Copy the records below word for word, keeping every line.

Start Material

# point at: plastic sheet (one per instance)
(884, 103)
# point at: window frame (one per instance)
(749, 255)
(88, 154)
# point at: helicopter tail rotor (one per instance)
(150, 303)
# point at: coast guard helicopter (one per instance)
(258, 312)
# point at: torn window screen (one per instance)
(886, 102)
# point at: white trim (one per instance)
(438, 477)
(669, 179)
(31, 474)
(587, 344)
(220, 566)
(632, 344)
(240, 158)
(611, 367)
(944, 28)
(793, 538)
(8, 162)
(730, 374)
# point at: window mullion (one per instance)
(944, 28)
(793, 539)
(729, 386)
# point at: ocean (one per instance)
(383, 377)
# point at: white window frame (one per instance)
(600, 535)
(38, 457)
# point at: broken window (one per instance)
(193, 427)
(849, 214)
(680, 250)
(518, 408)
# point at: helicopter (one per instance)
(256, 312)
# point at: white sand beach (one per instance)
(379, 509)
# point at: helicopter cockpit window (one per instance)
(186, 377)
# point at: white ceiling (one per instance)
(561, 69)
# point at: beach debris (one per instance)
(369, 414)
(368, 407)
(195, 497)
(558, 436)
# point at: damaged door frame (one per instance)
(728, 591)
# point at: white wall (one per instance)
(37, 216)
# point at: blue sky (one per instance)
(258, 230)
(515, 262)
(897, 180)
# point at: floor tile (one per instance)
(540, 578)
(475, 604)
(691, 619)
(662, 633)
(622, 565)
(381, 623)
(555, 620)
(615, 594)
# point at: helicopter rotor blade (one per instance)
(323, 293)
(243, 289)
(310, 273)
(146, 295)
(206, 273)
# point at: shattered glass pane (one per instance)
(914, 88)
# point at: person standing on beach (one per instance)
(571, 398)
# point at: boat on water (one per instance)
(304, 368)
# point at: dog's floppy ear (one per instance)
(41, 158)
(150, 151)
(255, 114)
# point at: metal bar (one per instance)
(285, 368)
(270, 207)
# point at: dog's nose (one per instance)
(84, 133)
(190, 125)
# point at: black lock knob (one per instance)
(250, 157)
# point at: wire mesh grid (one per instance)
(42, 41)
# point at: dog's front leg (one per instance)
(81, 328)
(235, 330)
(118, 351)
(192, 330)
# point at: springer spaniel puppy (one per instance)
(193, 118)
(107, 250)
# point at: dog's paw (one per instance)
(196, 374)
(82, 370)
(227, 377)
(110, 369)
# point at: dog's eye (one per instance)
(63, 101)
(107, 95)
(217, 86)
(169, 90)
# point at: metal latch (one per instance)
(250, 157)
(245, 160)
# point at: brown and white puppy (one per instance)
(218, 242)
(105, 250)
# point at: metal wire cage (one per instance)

End Material

# [Result below]
# point at: plastic sheet (one per instance)
(884, 103)
# point at: window frame (one per instance)
(749, 255)
(88, 154)
# point at: helicopter tail rotor (one per instance)
(150, 303)
# point at: coast guard helicopter (one per instance)
(258, 312)
# point at: torn window screen (one per instance)
(886, 102)
# point at: white trim (one per instance)
(438, 477)
(669, 179)
(31, 474)
(587, 344)
(220, 566)
(632, 344)
(240, 158)
(611, 367)
(944, 28)
(793, 538)
(8, 162)
(730, 374)
# point at: window mullion (one per instance)
(944, 28)
(793, 539)
(729, 386)
# point at: ocean (one per instance)
(383, 377)
# point at: white window frame (one per instance)
(600, 535)
(38, 457)
# point at: broken window (one per instance)
(193, 427)
(849, 214)
(680, 250)
(518, 408)
# point at: helicopter (one per instance)
(256, 312)
# point at: white sand beach (one per instance)
(379, 509)
# point at: helicopter cockpit window (one per instance)
(186, 377)
# point at: white ceiling (one per instance)
(561, 69)
# point at: beach debris (one per instance)
(369, 414)
(368, 407)
(195, 497)
(558, 436)
# point at: damaged door frame (one per instance)
(728, 591)
# point at: white wall (one per instance)
(37, 216)
# point at: blue sky (one per instance)
(258, 230)
(515, 262)
(897, 180)
# point at: floor tile (one per instance)
(540, 578)
(475, 604)
(691, 619)
(662, 633)
(622, 565)
(381, 623)
(555, 620)
(615, 594)
# point at: helicopter rotor blade (one per instance)
(323, 293)
(243, 289)
(310, 273)
(146, 295)
(206, 273)
# point at: shattered glass pane (one per instance)
(914, 88)
# point at: person standing on beach (one per instance)
(571, 398)
# point at: boat on water (one per instance)
(304, 368)
# point at: dog's floppy ear (one per instance)
(41, 158)
(150, 151)
(255, 114)
# point at: metal bar (one per instance)
(285, 368)
(270, 207)
# point at: dog's nose (one per instance)
(84, 133)
(190, 125)
# point at: black lock knob (one per instance)
(250, 157)
# point at: wire mesh grid (one per instance)
(42, 41)
# point at: dog's front leg (one per instance)
(81, 328)
(235, 330)
(118, 351)
(192, 330)
# point at: springer spaniel puppy (one per instance)
(193, 118)
(107, 250)
# point at: dog's paw (one per instance)
(196, 374)
(82, 370)
(227, 377)
(110, 369)
# point at: dog's eye (one per instance)
(63, 101)
(107, 95)
(217, 86)
(169, 90)
# point at: metal latch (one per instance)
(250, 157)
(245, 160)
# point at: brown and white puppy (one per instance)
(218, 242)
(105, 250)
# point at: metal wire cage (one per instance)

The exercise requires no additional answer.